>> START Text passage

In 1789, they cobbled together the valuable traits they saw in both nations and empires, creating a hybrid. They fashioned a republic of republics. At the top was an elected government that could act, when necessary, as an “umpire” between political contestants and “compel acquiescence”—to use their terms. It was not an empire for the reason that participant states joined voluntarily and ruled collaboratively. They were not victors or victims of conquest. This atypical, often awkward arrangement gave Americans experience with the notion that one might have dual citizenship in both the state and nation, and that one government could yield to a more powerful one above it without losing dignity. The prerogatives that the federal government ultimately assumed—to reach across state borders to punish or protect individuals, and even to overrule the laws of states themselves—were the subject of ongoing controversy. They evolved gradually. Some of the founders did not get as powerful a central government as they initially wished for (and later regretted, in the case of James Madison). But passage of the Constitution propelled the federal government down the road toward “umpire.”
Europe then had nothing comparable. No higher authority could discipline the governments of, say, England or France, or arrest its citizens for a crime. Indeed, for more than a century, since 1648, Europeans had emphatically rejected any authority superior to the nation-state. Consequently, Americans developed a different feel for sovereignty from that of their cousins across the Atlantic. They became willing to grant at least some powers to an overarching government. Interventionism across state borders, in extremis, became acceptable. Each generation became more accustomed to the arrangement. By the end of the first century, they even spoke of themselves differently: as the United States, not these United States.
The American constitutional experiment was a fork in the road. In the far future, this path led to the United Nations and the European Union. But to a greater extent than the nations that joined these later bodies, perhaps because of their longer historical experience with dual sovereignty, Americans came to accept the exercise of a higher power as sometimes “necessary and proper.” They recognized the importance of an umpire, first for themselves in their domestic arrangements, and then in their international relationships.

>> END Text passage
>> START Supplied data

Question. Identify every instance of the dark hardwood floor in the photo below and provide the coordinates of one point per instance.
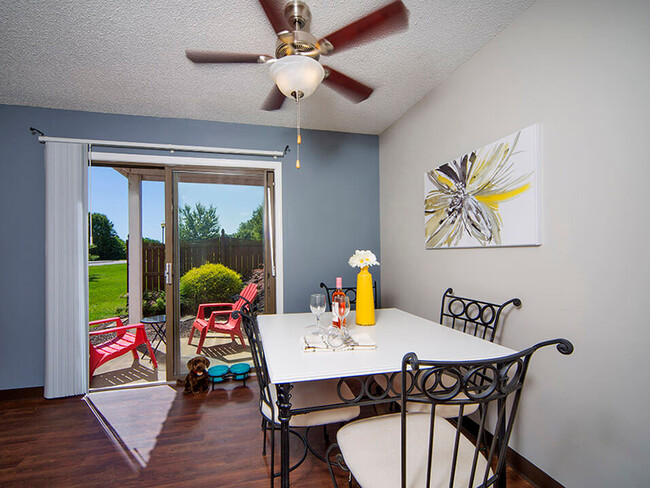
(206, 440)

>> END Supplied data

## Exercise goal
In the text about American federalism, what was fashioned in 1789? Please answer briefly. The data were gathered from a different source.

## Response to the exercise
A republic of republics.